## WRITTEN EXERCISE:
List every line in the data below that contains the string "sleeve", copying each one in full. Case counts.

──────── DATA IN THIS EXERCISE

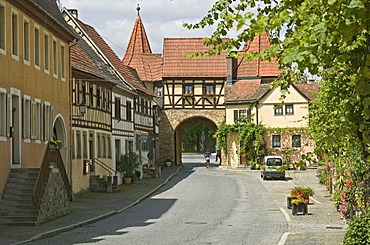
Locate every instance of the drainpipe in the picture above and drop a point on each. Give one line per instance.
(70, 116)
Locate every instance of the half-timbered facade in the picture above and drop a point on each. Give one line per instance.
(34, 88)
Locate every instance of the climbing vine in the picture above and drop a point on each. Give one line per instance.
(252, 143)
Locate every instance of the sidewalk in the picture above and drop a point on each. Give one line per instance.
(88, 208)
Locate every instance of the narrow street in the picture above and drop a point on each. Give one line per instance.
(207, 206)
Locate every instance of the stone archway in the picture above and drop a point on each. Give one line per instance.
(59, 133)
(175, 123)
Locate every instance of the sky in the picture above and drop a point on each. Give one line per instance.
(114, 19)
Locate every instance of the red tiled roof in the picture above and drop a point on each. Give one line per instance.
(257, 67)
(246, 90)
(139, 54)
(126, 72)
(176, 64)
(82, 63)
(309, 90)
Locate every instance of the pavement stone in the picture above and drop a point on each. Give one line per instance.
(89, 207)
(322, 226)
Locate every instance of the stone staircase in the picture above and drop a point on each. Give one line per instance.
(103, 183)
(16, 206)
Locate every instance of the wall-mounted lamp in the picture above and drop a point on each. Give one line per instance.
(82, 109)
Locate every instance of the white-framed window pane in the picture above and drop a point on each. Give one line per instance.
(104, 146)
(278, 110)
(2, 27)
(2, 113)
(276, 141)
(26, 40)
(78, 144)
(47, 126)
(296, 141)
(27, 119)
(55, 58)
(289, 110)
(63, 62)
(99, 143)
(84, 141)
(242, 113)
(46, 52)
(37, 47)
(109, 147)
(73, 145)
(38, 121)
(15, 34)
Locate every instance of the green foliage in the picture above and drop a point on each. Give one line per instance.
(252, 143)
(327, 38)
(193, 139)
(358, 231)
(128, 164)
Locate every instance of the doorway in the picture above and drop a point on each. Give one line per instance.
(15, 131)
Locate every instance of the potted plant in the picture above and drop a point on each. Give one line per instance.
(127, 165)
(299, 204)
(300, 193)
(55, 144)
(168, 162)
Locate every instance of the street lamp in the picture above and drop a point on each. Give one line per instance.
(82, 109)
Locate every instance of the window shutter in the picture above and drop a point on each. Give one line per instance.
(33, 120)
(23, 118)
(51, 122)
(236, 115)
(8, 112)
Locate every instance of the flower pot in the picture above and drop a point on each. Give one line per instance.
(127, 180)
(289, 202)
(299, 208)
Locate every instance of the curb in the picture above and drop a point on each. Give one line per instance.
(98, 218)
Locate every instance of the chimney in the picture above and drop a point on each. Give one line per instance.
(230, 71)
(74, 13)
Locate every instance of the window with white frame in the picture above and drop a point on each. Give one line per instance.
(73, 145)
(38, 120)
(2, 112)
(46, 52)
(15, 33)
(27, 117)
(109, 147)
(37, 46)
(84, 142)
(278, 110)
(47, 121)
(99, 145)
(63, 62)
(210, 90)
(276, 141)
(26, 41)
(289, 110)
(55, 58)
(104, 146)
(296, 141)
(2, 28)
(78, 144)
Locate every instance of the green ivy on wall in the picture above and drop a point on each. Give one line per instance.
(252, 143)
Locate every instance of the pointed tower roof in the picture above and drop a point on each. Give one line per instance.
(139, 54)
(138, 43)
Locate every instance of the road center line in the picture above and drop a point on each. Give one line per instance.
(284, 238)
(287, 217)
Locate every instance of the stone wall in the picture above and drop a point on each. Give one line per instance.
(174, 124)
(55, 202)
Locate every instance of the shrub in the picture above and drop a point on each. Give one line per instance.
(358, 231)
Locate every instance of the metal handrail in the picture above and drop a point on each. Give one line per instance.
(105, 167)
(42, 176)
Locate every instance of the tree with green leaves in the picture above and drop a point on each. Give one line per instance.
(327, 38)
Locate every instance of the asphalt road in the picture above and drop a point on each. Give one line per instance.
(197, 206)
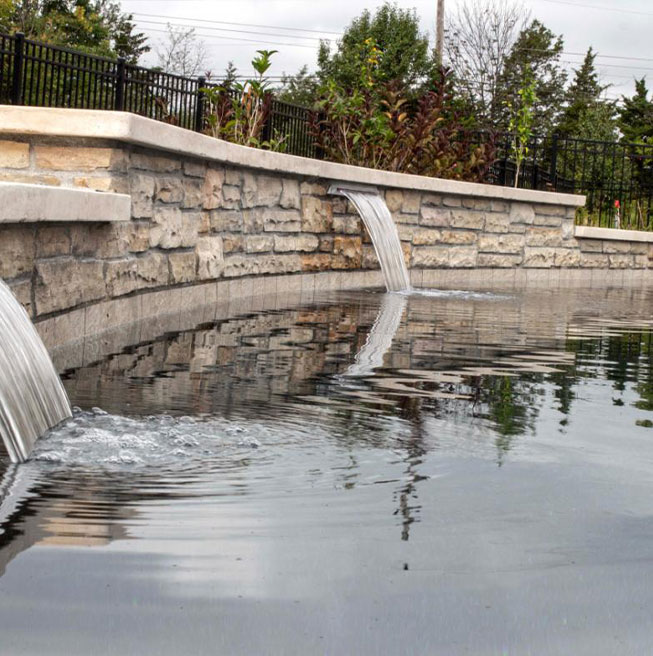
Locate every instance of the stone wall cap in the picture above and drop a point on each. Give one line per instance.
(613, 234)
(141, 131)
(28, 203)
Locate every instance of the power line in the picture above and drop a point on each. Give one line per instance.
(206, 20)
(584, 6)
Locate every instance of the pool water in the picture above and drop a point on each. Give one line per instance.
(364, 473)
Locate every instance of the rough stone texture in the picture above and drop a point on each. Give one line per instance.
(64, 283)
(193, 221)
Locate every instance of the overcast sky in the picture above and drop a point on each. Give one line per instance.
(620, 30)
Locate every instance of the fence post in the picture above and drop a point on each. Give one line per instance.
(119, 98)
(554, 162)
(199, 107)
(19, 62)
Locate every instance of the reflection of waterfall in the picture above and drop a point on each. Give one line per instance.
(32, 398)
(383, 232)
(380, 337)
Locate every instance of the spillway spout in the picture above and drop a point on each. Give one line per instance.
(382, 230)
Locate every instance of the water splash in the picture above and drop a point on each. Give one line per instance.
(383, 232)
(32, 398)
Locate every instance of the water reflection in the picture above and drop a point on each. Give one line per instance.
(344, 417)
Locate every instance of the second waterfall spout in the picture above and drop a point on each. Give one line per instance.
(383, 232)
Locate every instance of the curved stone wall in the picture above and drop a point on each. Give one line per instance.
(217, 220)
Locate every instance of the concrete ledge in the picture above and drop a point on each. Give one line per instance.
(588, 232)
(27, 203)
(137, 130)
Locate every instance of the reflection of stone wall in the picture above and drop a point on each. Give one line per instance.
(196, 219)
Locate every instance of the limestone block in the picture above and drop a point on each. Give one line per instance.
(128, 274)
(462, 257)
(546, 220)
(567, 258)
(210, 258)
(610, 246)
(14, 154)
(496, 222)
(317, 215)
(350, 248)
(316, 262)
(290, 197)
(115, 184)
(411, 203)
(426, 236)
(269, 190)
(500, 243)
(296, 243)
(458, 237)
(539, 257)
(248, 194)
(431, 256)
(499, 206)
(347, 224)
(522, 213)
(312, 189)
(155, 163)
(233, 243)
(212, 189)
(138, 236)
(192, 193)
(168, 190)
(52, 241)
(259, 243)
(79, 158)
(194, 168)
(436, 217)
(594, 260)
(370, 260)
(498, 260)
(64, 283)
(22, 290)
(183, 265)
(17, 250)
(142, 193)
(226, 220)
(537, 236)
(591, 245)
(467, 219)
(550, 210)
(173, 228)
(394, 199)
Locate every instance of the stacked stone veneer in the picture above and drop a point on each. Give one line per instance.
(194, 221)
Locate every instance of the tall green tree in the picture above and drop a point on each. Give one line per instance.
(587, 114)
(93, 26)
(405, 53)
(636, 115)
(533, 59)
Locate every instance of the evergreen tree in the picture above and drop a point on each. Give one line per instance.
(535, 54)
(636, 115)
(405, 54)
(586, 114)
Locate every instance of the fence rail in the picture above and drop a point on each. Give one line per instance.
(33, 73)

────────────────
──────── DATA IN THIS EXERCISE

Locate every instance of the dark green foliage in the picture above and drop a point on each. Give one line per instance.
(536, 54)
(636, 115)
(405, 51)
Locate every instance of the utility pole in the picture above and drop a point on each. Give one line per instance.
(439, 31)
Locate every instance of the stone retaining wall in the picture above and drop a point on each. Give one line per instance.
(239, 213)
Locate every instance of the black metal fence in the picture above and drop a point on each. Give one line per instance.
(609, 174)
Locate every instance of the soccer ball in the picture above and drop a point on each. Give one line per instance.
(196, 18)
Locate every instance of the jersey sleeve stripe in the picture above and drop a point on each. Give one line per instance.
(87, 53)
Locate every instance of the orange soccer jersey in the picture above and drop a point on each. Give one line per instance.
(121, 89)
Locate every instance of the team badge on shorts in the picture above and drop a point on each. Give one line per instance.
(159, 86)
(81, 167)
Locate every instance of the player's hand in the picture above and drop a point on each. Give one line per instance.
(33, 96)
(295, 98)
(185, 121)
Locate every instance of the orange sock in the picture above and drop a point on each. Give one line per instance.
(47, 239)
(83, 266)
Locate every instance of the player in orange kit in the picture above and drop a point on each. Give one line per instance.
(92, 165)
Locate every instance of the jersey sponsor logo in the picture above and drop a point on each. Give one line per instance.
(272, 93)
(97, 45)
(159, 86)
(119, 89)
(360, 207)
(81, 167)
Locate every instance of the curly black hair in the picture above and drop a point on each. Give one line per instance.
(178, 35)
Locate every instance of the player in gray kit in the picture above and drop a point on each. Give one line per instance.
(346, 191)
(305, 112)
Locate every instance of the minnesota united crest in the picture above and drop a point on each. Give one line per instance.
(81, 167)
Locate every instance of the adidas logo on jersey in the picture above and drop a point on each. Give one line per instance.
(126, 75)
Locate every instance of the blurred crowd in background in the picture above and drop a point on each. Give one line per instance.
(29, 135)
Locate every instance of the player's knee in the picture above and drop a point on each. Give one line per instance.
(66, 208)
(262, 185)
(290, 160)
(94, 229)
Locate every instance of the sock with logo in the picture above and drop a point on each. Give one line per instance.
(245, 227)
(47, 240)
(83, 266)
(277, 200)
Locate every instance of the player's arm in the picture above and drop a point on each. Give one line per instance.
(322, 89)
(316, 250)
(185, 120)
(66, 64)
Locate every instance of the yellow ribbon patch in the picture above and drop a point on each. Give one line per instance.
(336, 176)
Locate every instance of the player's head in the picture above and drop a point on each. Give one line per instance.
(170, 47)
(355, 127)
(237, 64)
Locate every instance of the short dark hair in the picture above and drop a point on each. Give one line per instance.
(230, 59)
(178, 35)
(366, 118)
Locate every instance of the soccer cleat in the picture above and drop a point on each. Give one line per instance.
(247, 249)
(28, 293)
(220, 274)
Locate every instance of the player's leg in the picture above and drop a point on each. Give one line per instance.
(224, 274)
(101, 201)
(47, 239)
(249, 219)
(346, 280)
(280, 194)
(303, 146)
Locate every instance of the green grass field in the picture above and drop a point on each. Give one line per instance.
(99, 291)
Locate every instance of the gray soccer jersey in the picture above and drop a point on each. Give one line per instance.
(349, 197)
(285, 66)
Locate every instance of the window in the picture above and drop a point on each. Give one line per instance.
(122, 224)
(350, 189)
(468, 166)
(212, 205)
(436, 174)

────────────────
──────── DATA IN THIS EXERCISE

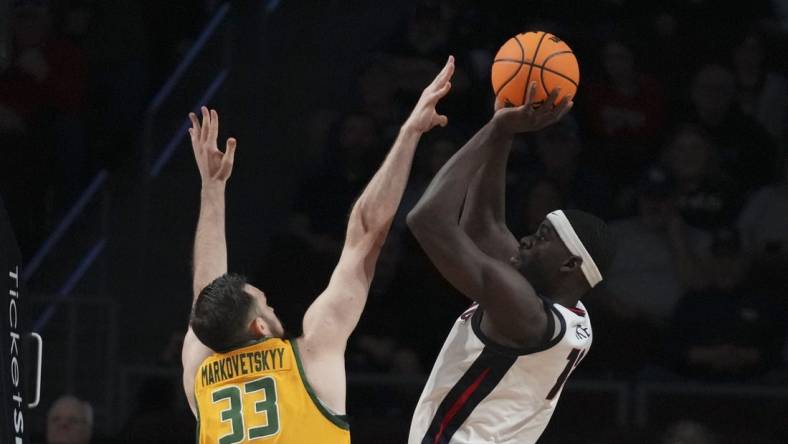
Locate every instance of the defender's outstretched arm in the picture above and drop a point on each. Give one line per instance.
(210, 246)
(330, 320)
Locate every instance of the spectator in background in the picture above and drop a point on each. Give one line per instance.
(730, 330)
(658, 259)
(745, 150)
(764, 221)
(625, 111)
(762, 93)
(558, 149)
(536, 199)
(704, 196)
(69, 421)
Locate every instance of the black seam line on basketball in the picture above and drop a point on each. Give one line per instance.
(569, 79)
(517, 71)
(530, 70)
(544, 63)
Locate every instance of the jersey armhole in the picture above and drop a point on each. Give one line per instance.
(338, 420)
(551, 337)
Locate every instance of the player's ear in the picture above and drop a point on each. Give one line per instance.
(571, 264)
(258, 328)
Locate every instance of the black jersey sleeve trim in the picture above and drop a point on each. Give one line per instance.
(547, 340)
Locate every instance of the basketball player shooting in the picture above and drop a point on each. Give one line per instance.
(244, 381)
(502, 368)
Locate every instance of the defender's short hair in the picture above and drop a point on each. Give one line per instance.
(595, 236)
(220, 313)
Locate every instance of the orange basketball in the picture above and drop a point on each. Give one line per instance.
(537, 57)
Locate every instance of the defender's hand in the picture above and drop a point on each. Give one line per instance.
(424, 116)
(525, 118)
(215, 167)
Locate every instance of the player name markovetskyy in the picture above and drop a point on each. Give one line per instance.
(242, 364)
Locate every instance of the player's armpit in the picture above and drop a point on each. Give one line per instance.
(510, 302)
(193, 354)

────────────────

## FINISHED ANSWER:
Locate every instance of the jersey sleeve stripe in the picture above and drop a point on each. Give one line per instance.
Locate every instance of the black jersey sleeve trim in the picture above and drop a point on each. Give one line per instance.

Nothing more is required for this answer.